Give only the number of lines in the records that contain the word "gray".

_ _ _ _ _

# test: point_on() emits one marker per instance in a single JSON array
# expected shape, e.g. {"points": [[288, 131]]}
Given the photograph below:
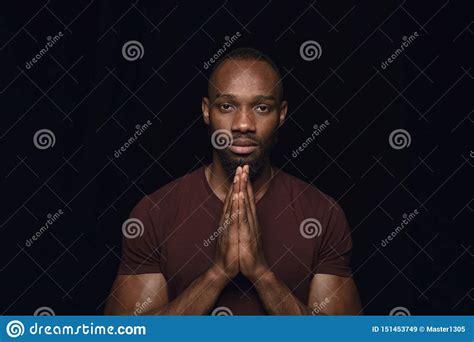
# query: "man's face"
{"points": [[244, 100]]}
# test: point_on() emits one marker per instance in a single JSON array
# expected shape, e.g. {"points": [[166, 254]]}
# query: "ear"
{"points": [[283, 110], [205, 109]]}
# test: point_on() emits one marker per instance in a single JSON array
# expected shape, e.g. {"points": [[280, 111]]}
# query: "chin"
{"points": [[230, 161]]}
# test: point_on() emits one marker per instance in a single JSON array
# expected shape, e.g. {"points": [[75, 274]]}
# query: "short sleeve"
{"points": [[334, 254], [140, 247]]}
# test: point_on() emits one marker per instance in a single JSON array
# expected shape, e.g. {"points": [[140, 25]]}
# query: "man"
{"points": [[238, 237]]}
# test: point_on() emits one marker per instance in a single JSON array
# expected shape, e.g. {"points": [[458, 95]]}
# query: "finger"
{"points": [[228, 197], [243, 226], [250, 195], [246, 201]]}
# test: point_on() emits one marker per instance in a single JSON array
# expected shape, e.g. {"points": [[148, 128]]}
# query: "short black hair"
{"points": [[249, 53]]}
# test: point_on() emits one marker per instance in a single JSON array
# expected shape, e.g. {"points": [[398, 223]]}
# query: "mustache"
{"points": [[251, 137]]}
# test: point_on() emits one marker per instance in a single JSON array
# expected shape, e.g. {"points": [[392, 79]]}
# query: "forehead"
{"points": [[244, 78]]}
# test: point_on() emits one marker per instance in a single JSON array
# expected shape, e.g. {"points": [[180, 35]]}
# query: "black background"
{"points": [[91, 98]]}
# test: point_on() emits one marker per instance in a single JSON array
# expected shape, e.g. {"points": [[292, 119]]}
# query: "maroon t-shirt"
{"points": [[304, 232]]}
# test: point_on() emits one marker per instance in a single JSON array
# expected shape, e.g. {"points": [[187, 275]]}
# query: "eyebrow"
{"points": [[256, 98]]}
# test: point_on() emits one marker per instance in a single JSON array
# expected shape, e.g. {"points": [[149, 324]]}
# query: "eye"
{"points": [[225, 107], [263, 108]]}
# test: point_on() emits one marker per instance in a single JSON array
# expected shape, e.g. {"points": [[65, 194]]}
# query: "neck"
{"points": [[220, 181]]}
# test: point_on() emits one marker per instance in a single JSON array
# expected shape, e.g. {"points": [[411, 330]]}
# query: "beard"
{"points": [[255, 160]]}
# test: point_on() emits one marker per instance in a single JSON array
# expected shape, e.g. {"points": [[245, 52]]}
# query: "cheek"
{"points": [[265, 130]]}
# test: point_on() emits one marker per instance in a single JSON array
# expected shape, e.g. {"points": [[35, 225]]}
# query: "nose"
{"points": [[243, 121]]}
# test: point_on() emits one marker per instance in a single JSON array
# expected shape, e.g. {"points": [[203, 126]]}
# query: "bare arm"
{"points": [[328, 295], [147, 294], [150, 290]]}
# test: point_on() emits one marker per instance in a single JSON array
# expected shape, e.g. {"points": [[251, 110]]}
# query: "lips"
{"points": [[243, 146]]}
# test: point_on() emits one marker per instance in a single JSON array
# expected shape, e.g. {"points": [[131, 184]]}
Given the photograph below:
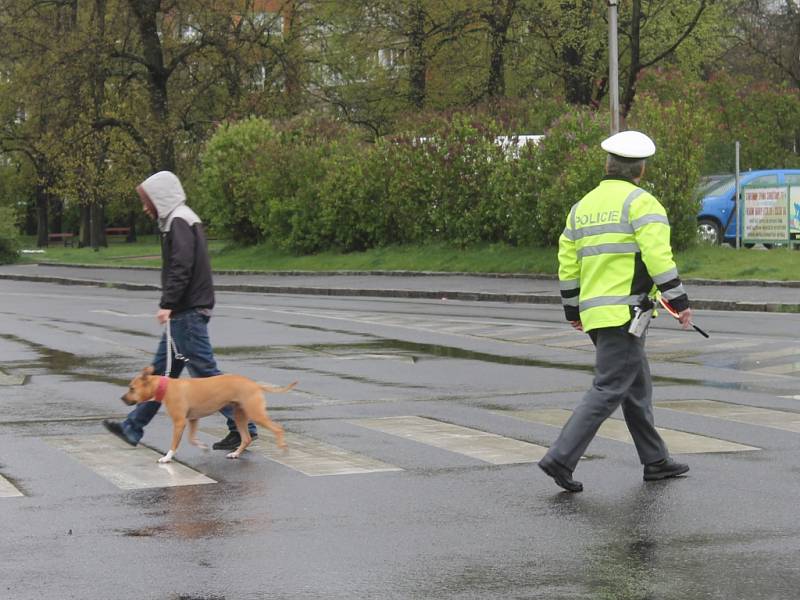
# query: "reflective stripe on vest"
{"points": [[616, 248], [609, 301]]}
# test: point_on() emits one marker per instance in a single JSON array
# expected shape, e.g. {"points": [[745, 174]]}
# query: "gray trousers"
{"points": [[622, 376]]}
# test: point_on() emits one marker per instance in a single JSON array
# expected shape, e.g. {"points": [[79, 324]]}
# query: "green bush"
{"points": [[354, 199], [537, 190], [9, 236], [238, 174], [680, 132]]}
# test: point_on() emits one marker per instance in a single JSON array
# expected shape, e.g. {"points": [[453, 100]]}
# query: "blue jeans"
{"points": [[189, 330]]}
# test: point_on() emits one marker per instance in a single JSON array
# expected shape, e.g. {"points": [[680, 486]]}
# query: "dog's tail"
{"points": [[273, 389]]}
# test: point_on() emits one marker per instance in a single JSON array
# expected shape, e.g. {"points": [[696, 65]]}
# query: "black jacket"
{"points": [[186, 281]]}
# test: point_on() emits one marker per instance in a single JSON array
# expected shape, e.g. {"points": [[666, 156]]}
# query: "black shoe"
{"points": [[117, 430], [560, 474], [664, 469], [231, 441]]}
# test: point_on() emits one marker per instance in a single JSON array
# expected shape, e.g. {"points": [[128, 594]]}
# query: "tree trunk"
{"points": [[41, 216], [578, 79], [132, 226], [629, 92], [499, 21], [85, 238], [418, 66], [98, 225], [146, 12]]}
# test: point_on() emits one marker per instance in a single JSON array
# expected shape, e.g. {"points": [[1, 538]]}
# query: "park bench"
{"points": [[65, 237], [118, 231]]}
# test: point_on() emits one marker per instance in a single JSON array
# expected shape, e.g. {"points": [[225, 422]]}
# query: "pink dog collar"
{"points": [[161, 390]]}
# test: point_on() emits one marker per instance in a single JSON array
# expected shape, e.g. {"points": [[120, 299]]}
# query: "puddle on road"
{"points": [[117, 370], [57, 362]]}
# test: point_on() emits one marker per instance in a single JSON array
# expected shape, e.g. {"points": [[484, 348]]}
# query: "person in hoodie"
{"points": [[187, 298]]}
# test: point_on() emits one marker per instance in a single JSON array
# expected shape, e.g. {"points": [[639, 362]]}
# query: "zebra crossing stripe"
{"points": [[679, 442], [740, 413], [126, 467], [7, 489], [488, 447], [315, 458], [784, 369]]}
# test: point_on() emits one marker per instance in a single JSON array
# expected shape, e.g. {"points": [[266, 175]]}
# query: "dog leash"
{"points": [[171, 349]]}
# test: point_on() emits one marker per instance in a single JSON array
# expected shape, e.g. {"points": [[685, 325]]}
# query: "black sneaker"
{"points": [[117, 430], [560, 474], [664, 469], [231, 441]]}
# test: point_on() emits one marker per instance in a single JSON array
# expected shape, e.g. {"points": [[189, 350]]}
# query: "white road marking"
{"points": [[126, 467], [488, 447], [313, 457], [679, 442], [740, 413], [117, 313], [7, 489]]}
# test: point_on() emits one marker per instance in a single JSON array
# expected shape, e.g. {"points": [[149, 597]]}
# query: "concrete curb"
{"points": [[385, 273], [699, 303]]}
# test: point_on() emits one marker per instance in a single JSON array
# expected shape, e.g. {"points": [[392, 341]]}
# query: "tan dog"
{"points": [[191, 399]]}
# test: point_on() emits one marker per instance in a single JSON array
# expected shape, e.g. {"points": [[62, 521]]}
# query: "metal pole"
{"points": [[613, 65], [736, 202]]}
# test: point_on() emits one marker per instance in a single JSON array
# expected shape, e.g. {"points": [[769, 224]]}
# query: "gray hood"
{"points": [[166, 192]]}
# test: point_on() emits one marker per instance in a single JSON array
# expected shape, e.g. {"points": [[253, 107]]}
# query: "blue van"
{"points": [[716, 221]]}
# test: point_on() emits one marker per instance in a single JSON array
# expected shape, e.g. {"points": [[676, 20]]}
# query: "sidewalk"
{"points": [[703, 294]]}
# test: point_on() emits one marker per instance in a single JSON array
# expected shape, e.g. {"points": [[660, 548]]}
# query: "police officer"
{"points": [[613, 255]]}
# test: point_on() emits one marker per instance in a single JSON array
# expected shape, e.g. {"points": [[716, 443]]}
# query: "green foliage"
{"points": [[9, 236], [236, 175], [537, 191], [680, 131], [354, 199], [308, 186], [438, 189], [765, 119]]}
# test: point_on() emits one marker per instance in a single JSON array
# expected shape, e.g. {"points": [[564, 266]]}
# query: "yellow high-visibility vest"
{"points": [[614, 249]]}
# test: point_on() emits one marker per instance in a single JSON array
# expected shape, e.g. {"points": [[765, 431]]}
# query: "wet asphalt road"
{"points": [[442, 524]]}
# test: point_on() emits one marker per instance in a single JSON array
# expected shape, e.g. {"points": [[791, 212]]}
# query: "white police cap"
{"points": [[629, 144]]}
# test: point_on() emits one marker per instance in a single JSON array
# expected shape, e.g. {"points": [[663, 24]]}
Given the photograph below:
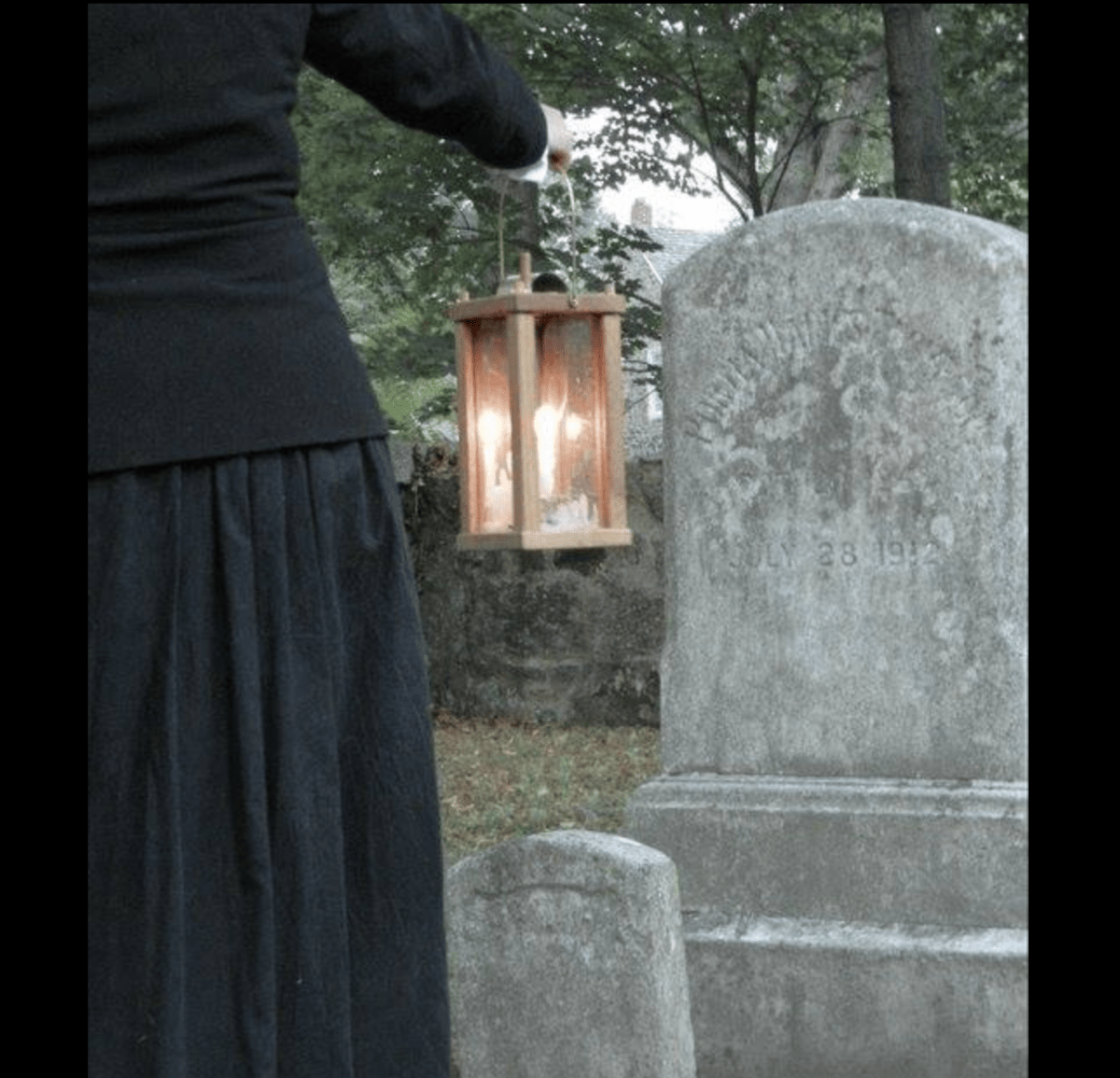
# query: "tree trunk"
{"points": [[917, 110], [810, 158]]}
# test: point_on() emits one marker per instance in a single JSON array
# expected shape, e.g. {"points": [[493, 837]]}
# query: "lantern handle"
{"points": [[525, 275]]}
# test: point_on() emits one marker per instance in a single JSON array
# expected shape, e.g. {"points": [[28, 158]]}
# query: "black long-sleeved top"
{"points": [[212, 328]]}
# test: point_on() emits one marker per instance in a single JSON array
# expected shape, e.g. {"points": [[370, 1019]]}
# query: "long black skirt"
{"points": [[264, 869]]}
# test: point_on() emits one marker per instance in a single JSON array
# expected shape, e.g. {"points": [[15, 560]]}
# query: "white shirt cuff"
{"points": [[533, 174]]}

_ _ _ _ _

• RESPONSE FOR THIS EXERCISE: 2